» **Exercise prompt**
Starting from the line that contains "of the lace", reproduce each line exactly through the end of the material, and include no other lines.

┌────────

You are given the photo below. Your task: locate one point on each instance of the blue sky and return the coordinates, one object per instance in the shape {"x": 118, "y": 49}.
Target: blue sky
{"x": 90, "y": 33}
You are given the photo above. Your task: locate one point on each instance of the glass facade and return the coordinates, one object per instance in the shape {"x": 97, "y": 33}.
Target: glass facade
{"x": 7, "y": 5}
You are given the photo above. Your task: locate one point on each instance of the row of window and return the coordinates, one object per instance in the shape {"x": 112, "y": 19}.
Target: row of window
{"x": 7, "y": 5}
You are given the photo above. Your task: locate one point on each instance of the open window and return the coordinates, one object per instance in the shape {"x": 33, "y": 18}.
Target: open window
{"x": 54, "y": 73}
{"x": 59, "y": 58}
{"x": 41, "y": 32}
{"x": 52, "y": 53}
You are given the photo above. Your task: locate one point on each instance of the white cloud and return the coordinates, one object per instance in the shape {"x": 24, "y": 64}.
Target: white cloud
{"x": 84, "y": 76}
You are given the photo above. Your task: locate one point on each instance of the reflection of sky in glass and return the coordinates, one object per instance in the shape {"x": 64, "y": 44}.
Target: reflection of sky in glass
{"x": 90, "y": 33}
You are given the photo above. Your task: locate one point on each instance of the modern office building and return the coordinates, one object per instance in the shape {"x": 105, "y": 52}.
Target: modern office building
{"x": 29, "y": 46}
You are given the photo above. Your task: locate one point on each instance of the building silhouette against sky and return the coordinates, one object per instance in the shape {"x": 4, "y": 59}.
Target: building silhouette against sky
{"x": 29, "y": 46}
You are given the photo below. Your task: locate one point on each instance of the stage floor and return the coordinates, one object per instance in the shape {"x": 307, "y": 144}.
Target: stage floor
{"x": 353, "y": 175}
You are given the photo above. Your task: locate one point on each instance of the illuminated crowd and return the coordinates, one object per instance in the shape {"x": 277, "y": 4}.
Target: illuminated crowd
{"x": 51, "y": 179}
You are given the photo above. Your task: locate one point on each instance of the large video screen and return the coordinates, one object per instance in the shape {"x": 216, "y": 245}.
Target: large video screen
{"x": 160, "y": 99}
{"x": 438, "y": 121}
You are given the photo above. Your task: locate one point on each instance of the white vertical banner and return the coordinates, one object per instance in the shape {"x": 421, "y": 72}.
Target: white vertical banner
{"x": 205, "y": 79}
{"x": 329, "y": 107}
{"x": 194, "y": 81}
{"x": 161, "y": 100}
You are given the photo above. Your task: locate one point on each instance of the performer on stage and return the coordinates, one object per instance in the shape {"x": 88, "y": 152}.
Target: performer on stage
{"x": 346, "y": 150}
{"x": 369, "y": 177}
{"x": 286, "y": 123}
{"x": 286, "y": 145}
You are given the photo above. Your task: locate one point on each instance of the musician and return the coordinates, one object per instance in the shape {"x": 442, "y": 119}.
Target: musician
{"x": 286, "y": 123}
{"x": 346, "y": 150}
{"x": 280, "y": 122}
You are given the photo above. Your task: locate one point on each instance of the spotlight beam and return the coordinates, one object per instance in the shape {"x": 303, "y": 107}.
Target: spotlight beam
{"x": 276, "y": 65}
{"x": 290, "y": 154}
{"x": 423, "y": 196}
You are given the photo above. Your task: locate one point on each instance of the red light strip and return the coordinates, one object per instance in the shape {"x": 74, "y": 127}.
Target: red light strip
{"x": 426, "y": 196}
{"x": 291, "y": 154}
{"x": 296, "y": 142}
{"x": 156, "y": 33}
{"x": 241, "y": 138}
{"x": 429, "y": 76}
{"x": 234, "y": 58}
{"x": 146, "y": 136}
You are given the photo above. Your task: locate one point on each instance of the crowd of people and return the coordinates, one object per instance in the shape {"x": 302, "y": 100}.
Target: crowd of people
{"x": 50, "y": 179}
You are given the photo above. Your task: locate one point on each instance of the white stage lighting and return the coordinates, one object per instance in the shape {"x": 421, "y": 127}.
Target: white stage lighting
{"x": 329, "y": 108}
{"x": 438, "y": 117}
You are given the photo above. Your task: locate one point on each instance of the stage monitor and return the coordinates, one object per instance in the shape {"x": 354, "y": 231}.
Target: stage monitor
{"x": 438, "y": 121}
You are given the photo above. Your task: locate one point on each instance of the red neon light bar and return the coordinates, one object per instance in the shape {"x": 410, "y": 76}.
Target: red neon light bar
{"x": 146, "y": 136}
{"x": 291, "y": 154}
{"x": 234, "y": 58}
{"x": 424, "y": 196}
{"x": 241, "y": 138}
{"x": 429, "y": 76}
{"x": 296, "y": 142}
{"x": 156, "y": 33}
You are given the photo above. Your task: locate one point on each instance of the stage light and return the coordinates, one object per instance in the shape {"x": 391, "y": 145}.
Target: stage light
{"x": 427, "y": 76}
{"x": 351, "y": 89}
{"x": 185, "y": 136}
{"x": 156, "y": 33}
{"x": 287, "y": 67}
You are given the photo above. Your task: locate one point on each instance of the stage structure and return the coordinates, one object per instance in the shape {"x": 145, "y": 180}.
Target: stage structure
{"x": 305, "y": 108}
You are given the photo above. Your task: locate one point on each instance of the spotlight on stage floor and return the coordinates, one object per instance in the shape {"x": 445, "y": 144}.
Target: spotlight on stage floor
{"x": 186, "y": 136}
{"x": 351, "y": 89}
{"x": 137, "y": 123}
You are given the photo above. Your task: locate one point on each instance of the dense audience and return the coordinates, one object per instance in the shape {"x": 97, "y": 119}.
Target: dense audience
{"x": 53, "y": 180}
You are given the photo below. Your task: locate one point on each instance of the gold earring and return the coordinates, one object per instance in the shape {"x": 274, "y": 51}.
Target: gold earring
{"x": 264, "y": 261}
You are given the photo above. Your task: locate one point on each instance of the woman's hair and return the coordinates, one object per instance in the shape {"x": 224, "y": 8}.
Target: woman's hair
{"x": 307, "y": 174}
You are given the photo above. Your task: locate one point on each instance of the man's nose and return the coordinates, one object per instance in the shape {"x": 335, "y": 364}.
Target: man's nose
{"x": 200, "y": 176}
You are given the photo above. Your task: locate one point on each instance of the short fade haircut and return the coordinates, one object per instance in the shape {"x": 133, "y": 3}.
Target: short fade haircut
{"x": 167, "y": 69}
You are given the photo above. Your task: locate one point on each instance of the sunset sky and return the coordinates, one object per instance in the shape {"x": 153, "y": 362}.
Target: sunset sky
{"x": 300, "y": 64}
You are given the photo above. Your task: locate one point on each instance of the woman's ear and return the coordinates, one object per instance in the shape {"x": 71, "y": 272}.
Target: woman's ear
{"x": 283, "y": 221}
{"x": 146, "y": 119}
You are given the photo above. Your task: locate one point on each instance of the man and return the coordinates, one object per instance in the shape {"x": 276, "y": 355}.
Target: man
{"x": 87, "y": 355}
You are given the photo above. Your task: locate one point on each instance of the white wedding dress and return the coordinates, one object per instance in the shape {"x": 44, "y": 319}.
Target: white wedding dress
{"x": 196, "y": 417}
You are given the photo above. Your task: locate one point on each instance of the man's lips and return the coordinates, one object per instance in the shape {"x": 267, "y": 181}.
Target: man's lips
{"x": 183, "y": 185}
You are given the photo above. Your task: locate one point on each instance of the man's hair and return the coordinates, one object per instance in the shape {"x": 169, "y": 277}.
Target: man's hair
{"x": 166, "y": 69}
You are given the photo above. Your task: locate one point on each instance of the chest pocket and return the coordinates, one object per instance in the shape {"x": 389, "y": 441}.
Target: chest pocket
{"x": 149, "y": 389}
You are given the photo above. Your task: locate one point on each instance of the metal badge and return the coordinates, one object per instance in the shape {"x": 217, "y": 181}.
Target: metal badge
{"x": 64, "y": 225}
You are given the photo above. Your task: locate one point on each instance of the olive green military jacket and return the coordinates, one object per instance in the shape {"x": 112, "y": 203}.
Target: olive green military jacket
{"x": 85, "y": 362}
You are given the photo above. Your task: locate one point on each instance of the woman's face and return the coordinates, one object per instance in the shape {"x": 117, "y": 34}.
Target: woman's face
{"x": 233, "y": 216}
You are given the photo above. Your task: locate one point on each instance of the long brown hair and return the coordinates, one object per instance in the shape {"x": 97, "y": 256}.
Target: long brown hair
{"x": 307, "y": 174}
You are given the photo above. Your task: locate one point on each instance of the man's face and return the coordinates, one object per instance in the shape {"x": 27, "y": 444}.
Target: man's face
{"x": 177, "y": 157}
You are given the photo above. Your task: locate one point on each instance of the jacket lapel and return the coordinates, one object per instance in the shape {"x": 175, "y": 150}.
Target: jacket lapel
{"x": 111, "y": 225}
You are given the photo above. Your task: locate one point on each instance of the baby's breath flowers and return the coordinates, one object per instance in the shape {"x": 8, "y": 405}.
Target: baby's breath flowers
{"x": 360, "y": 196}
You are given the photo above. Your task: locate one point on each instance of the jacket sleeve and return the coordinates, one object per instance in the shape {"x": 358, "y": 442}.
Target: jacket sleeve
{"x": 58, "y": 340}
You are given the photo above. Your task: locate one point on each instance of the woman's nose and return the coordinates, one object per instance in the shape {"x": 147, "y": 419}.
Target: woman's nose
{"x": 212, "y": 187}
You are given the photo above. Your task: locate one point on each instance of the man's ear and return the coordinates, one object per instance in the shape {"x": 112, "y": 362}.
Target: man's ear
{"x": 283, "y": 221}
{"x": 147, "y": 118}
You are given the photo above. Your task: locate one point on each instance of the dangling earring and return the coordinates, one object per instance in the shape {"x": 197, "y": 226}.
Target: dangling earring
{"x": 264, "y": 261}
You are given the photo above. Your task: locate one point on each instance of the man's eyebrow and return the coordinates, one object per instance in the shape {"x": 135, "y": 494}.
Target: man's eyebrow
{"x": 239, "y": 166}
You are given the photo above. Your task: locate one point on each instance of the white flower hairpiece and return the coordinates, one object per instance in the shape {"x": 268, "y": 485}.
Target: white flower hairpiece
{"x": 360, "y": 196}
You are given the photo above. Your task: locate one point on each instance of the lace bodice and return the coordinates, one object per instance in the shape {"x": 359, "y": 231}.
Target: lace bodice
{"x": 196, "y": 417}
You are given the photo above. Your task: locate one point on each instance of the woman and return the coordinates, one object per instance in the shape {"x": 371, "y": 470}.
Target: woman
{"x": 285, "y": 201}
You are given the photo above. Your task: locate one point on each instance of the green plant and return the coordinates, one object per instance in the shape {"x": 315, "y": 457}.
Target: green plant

└────────

» **Final result**
You are given the photo above. Your task: locate one point on each instance of the lace bodice and return the coordinates, one object per instance in the shape {"x": 359, "y": 231}.
Target: lace bodice
{"x": 196, "y": 417}
You are given the photo above. Your task: locate one point on each instance of the woman and return the coordinates, one object per instance in the shape {"x": 371, "y": 470}.
Target: woman
{"x": 285, "y": 201}
You are given the photo above. Your task: locate one point on each instance of the green plant and return the coordinates, one object per instance in the shape {"x": 315, "y": 457}.
Target: green plant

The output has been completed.